Entries taken from a collection:

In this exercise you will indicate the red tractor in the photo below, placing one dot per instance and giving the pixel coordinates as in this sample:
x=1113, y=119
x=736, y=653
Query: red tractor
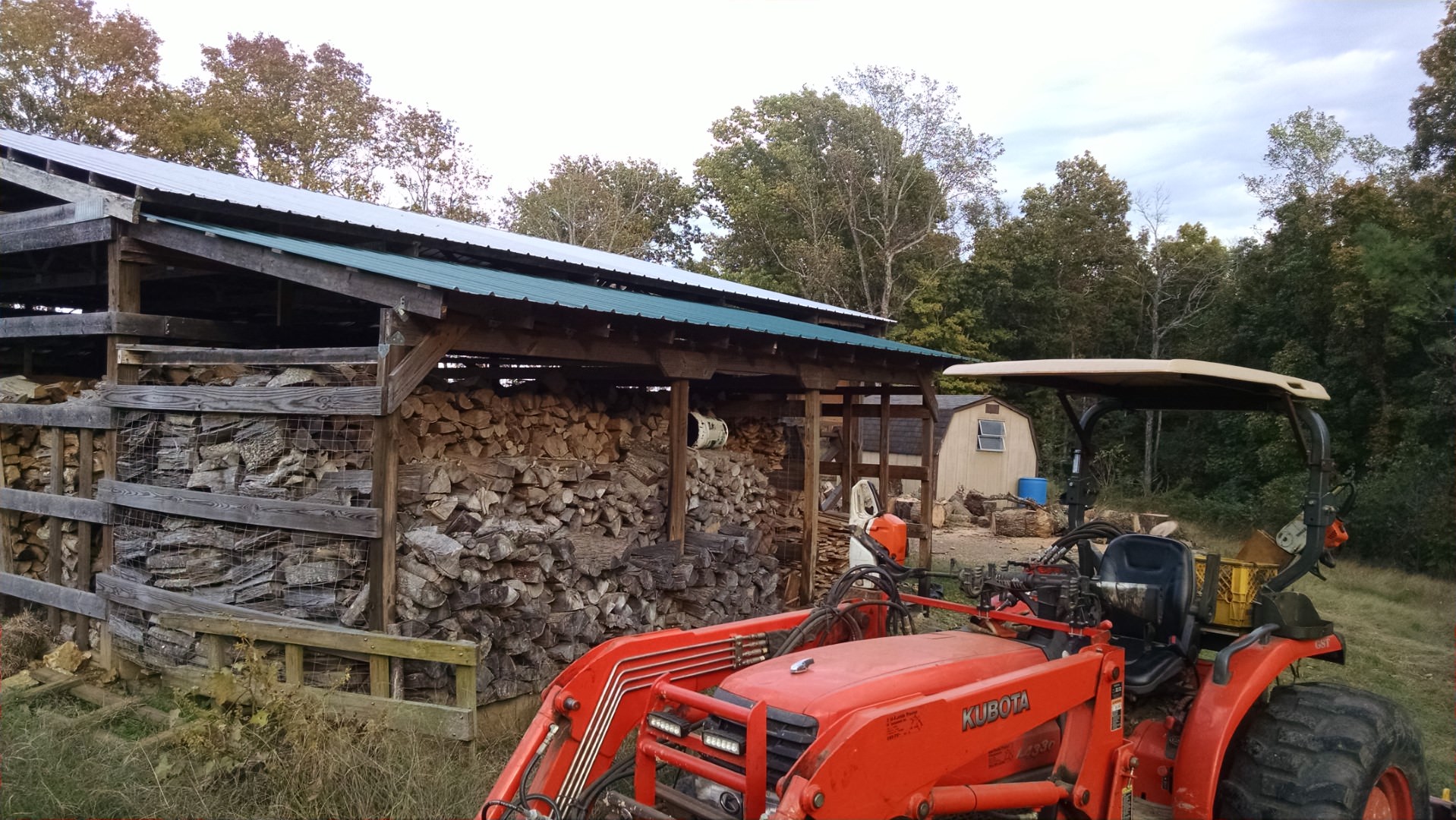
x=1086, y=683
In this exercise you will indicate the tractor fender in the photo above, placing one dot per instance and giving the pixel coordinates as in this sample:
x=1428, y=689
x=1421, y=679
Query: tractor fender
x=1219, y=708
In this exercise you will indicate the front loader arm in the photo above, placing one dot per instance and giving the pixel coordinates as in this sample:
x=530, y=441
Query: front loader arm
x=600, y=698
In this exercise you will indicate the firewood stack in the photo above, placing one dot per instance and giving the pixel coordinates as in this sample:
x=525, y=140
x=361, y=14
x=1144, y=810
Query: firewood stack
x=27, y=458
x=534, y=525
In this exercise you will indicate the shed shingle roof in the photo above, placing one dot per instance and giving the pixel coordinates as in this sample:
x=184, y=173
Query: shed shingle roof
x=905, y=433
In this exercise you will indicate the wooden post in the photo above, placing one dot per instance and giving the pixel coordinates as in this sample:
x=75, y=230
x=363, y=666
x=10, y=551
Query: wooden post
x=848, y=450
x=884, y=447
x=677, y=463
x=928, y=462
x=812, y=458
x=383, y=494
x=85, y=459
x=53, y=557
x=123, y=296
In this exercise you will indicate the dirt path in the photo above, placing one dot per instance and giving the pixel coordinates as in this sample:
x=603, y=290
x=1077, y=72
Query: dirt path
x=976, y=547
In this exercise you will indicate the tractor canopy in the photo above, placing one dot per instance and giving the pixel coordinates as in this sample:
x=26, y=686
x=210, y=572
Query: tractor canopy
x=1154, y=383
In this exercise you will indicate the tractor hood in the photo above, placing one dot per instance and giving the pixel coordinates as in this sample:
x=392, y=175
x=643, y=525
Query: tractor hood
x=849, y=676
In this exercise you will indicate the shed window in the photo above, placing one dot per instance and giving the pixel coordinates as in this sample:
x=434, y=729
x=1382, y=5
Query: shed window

Instructions for the task: The answer must consist of every line from the records above that holds "window".

Response to the task:
In this exercise you will indicate the shed window in the photo above, placing one dot per instance and giving the pixel coordinates as in this sample:
Query: shed window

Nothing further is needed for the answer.